---------- Excerpted passage

To optimize the above functions jointly, a general approach is to compute a weighted sum like:

$$\mathcal{L}(\theta) = \alpha \mathcal{L}_a(\theta) + (1 - \alpha) \mathcal{L}_r(\theta) \quad (11)$$

However, dialogue acts and responses vary seriously in sequence length and vocabulary size, making the weight  $\alpha$  unstable to tune. Instead, we opt for an uncertainty loss (Kendall et al., 2018) to adjust it adaptively:

$$\mathcal{L}(\theta, \sigma_1, \sigma_2) = \frac{1}{2\sigma_1^2} \mathcal{L}_a(\theta) + \frac{1}{2\sigma_2^2} \mathcal{L}_r(\theta) + \log \sigma_1^2 \sigma_2^2 \quad (12)$$

where  $\sigma_1$  and  $\sigma_2$  are two learnable parameters. The advantage of this uncertainty loss is that it models the homoscedastic uncertainty of each task and provides task-dependent weight for multi-task learning (Kendall et al., 2018). Our experiments also confirm that it leads to more stable weighting than the traditional approach (Section 6.3).

--------------------
---------- Records provided

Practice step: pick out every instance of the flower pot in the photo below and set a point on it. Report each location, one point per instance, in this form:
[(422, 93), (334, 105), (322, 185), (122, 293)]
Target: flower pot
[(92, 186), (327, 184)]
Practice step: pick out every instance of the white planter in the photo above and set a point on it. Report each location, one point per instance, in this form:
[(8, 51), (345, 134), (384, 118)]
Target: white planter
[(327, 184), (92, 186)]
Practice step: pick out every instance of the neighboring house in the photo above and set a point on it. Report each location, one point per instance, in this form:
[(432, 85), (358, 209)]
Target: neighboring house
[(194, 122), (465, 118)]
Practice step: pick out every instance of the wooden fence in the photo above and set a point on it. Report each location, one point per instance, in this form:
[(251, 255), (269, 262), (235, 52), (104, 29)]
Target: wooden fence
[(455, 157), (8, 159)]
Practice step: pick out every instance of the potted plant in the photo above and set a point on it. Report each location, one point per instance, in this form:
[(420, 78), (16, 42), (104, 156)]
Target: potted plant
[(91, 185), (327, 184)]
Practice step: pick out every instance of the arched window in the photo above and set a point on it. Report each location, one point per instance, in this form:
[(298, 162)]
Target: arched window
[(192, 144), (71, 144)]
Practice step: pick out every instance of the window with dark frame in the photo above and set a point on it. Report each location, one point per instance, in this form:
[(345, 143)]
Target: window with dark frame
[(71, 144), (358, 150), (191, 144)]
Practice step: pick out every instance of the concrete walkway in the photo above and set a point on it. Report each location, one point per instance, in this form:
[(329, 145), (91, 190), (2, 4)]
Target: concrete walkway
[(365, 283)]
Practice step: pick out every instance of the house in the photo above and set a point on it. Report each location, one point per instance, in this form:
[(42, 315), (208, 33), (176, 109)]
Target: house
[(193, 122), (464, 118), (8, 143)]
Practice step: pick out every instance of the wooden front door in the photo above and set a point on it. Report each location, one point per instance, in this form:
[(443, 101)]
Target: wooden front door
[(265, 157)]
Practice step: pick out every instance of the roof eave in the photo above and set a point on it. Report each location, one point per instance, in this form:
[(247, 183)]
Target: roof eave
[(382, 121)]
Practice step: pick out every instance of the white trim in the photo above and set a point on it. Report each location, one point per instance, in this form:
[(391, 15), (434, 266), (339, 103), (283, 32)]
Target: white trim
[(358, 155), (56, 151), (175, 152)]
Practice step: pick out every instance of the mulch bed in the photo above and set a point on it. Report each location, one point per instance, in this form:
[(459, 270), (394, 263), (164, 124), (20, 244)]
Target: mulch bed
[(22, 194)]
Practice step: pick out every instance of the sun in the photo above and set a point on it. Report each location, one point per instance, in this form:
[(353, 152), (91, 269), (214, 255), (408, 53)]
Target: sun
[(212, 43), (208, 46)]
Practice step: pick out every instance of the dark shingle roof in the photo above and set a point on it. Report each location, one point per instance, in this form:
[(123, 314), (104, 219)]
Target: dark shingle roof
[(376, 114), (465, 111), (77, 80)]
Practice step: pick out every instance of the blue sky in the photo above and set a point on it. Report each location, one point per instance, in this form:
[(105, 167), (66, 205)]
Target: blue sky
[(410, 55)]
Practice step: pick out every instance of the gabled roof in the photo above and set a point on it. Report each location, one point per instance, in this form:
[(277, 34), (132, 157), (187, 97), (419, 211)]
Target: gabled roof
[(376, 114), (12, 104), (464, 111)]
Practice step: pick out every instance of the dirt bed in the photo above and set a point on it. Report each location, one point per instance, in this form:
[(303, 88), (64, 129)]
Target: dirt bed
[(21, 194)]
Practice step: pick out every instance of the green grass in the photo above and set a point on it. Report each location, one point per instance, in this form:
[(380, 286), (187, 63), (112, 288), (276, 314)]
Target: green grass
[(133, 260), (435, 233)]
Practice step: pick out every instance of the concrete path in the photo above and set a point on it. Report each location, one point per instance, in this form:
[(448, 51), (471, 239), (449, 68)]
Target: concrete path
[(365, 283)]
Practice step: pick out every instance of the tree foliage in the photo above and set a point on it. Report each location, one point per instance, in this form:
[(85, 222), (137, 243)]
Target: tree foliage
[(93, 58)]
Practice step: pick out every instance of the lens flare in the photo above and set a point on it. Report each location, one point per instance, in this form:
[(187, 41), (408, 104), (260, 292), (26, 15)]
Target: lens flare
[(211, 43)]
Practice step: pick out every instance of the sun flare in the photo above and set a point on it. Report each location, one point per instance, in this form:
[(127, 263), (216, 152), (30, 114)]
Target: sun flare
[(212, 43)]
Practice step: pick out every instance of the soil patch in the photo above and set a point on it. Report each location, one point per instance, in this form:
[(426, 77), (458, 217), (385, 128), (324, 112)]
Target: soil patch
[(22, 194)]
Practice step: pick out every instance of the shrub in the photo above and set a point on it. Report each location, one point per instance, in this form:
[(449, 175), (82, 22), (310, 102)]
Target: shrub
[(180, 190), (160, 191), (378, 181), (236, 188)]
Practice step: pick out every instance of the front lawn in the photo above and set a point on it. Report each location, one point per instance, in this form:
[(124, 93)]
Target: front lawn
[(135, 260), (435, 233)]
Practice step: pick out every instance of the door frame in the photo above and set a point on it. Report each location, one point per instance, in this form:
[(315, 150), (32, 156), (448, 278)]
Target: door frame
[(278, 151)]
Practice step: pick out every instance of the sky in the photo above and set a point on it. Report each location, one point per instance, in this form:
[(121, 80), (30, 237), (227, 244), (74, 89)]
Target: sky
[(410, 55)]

--------------------

→ **Requirements**
Carry on the passage on multi-task loss weighting, starting right after its final sentence. The rows have no connection to the passage on multi-task loss weighting.

→ **Exercise response**
## 5 Experiments

### 5.1 Dataset and Metrics

MultiWOZ 2.0 (Budzianowski et al., 2018) is a large-scale multi-domain conversational dataset consisting of thousands of dialogues in seven domains. For fair comparison, we use the same validation set and test set as previous studies (Chen et al., 2019; Zhao et al., 2019; Budzianowski et al., 2018), each set including 1000 dialogues.<sup>2</sup> We use the *Inform Rate* and *Request Success* metrics to evaluate dialog completion, with one measuring whether a system has provided an appropriate entity and the other assessing if it has answered all requested attributes. Besides, we use BLEU (Papineni et al., 2002) to measure the fluency of generated responses. To measure the overall system performance, we compute a combined score:  $(\text{Inform Rate} + \text{Request Success}) \times 0.5 + \text{BLEU}$  as before (Budzianowski et al., 2018; Mehri et al., 2019; Pei et al., 2019).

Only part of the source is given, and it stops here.